== Textauszug
Kleinteilige Beschreibungen alltäglicher Vorgänge – „(Ich) stehe vom Sofa auf, gehe in den Flur, schlüpfe aus den Hausschuhen und hinein in die Straßenschuhe und öffne die Wohnungstür, greife im Hinausgehen noch nach meinem Mantel“ – verführen mich nicht zum Weiterlesen einer Geschichte. Da ich aber wissen wollte, was es mit Max Schmeling als Figur in dem jüngst erschienenen Roman „Zurück zum Feuer“ von Saskia Hennig von Lange auf sich hat, habe ich die Lektüre fortgesetzt. Gottseidank!
Auch für Max´ Ehefrau Inge nimmt dieses Wochenende im Spätherbst einen Verlauf Richtung Ausnahmezustand. Dabei spielt ebenfalls ein Haus eine Rolle sowie die Wohnung, in der Max und Inge wohnen – gemeinsam einsam. Inge macht einen klaren Schnitt – erst der Haarzopf, dann die Tapete. Sie (Inge) bricht auf, ohne genau zu verstehen, warum sie handelt, wie sie handelt, „aber genau deshalb weitermachen muss und nicht auf halbem Weg aufhören darf. Dass sie diesen Weg zu Ende gehen muss und dass das die einzige Möglichkeit ist, herauszufinden, wohin er sie führt, dieser Weg.“
Inges Vorgehen charakterisiert der Roman als „überbordendes Handeln. Ein Handeln, das nur sich selbst folgt.“ Für Max wäre das unvorstellbar. Bei ihm stehen Denken, Planen und Begründen an erster Stelle, für ihn muss alles erklär- und verstehbar sein: „ (…) was er nicht verstehen konnte, das gab es nicht, so einfach war das. So einfach war Max.“ Das Katastrophen-Domino in Schmelings Haus könnte ihn eines Besseren belehren. Doch Max baut im Chaos noch unermüdlich Begründungszusammenhänge auf, klammert sich (wahnhaft) an rationales Denken: Ein Einbruch, den er vornimmt, wird da schon mal zu einer Maßnahme, die dem Sozialwohl dient und also rechtmäßig ist.
====
== Rohdaten
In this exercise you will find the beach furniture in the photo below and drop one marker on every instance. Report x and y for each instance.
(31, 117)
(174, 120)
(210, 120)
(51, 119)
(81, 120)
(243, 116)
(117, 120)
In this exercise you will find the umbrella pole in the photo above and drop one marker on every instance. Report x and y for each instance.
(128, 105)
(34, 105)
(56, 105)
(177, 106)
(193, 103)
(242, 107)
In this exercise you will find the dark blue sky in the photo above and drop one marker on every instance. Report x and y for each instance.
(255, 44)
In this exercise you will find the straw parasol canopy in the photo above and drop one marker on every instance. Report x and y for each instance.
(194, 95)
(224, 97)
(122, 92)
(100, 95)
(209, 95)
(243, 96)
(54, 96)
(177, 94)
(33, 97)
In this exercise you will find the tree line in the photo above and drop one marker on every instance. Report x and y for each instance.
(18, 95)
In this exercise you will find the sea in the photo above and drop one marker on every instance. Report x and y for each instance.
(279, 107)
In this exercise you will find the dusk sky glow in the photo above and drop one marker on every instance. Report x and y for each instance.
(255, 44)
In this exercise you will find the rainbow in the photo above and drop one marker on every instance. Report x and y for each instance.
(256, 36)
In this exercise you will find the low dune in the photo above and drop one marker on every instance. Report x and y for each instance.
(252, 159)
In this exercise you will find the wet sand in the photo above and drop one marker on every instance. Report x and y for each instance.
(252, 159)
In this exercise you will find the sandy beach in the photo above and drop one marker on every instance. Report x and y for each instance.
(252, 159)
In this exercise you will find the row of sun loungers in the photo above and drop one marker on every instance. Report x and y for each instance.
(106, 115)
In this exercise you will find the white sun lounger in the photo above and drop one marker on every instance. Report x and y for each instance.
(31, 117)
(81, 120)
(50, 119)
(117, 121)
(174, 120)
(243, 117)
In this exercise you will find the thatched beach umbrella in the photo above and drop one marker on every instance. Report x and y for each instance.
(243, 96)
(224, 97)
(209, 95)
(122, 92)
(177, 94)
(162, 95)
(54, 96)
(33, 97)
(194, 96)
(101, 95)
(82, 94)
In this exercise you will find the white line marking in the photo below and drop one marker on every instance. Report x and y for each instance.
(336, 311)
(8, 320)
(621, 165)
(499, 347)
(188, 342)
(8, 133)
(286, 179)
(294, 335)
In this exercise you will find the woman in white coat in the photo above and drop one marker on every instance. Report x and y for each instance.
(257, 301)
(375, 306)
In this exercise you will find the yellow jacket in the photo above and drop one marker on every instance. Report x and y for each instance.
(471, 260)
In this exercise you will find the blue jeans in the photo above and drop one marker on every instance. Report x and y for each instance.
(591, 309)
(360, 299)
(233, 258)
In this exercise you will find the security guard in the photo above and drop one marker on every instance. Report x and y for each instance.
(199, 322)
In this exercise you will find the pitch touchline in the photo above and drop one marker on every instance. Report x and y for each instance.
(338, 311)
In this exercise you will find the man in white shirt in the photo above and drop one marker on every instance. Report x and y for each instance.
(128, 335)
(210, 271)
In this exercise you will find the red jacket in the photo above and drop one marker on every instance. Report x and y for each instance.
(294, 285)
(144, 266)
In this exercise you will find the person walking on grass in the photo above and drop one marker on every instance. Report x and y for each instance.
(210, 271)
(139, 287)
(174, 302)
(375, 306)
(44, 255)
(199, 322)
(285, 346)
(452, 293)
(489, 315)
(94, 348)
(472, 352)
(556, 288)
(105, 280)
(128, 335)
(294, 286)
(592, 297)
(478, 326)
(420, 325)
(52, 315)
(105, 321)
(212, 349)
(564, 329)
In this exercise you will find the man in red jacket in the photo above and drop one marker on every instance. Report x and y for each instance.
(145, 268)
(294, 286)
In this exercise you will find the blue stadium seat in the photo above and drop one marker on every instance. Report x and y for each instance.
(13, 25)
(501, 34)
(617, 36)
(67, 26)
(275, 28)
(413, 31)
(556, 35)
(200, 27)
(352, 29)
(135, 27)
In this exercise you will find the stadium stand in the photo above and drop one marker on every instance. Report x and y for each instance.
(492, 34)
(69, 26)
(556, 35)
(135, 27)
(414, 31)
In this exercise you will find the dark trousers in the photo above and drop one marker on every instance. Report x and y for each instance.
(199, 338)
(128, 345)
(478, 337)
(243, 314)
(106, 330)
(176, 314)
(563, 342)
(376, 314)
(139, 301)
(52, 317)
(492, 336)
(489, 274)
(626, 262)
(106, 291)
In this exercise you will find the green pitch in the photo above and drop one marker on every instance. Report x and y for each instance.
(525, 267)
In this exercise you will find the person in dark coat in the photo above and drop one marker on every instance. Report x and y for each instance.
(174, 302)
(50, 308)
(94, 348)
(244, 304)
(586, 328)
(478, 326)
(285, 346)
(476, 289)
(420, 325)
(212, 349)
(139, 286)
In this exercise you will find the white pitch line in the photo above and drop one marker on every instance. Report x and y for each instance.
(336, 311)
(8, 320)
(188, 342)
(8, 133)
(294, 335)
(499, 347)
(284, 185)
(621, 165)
====
--- Aufgaben ---
1. Entscheide für jede der folgenden Aussagen, ob sie mit der Buchbesprechung übereinstimmt, und belege dein Ja oder Nein mit dem wörtlichen Zitat aus der Buchbesprechung. (a) Die Handlung spielt an einem Wochenende im Spätherbst. (b) Inge schneidet zuerst die Tapete und danach ihren Haarzopf ab. (c) Für Max muss alles erklärbar und verstehbar sein.
2. Schreibe die Buchbesprechung zum Roman „Zurück zum Feuer“ im Anschluss an ihren letzten Satz weiter.

--- Lösungen ---
1.
(a) Ja: „dieses Wochenende im Spätherbst“
(b) Nein: „erst der Haarzopf, dann die Tapete“
(c) Ja: „für ihn muss alles erklär- und verstehbar sein“

2.
Die beiden Erzählstränge mit Max und Inge im Zentrum hat Saskia Hennig von Lange mit einem dritten verwoben. Dessen Hauptfigur ist Max Schmeling. Geschildert werden die letzten Tage des 99jährigen Boxweltmeisters in seinem Haus nahe Hollenstedt. Abgesehen von einer diskret im Hintergrund wirkenden Krankenschwester, die ebenfalls im Haus wohnt, ist Schmeling allein, allein mit seinen Erinnerungen und Gedanken. Sie kreisen um die Erfahrung des Verlustes (Tod der Ehefrau vor vielen Jahren, das Schwinden der körperlichen Kraft) und des Alleinseins und die Frage, was dann noch trägt. Für Schmeling, der inzwischen zu schwach ist, um sich im Bett umzudrehen, ist Aufgeben auch jetzt keine Wahl: „er wird auch das hier sauber zu Ende bringen, er wird es aushalten. Er wird nicht das Handtuch werfen“.
Sich stellen, weitergehen, weitermachen, nicht aufgeben – das ist die in Saskia Hennig von Langes Roman „Zurück zum Feuer“ variantenreich durchgespielte Antwort auf die Frage, wie man leben kann, wenn das, was bislang die eigene Selbstvergewisserung garantiert hat, nicht mehr vorhanden ist.
Kunstvoll auf hohem Niveau gelingt die Verknüpfung der drei Erzählstränge. Die zahlreichen ähnlichen Motive werden geschickt plaziert und dadurch gegenseitig akzentuiert (Haus-Motiv, Tod des Kindes, Wald als Ort des Kampfes, etc.). Sie werden gespiegelt, kontrastiert (das Rationale gegen das Körperliche: Max-Max) oder gedoppelt (Max will ein Inventar anlegen, Schmeling will ein Inventar anlegen; Max sitzt in einem Mantel allein in Dunkeln, Inge sitzt in einem Mantel allein im Dunkeln, etc.). Trotz der vielen Querverbindungen in den Themen und Motiven, erstarrt das Ganze nicht in einem Schematismus der Spiegelungen und Parallelführungen. Es wird elegant erzählt – die kleinteiligen Beschreibungen vor allem im Max-Erzählstrang sieht man dann gerne nach. Und was Saskia Hennig von Lange in ihrem Versuch, den Prozess des Sterbens zu imaginieren und zu beschreiben, literarisch vollbringt, ist atemberaubend.
(Saskia Hennig von Lange: Zurück zum Feuer. Salzburg, Wien: Jung und Jung 2014)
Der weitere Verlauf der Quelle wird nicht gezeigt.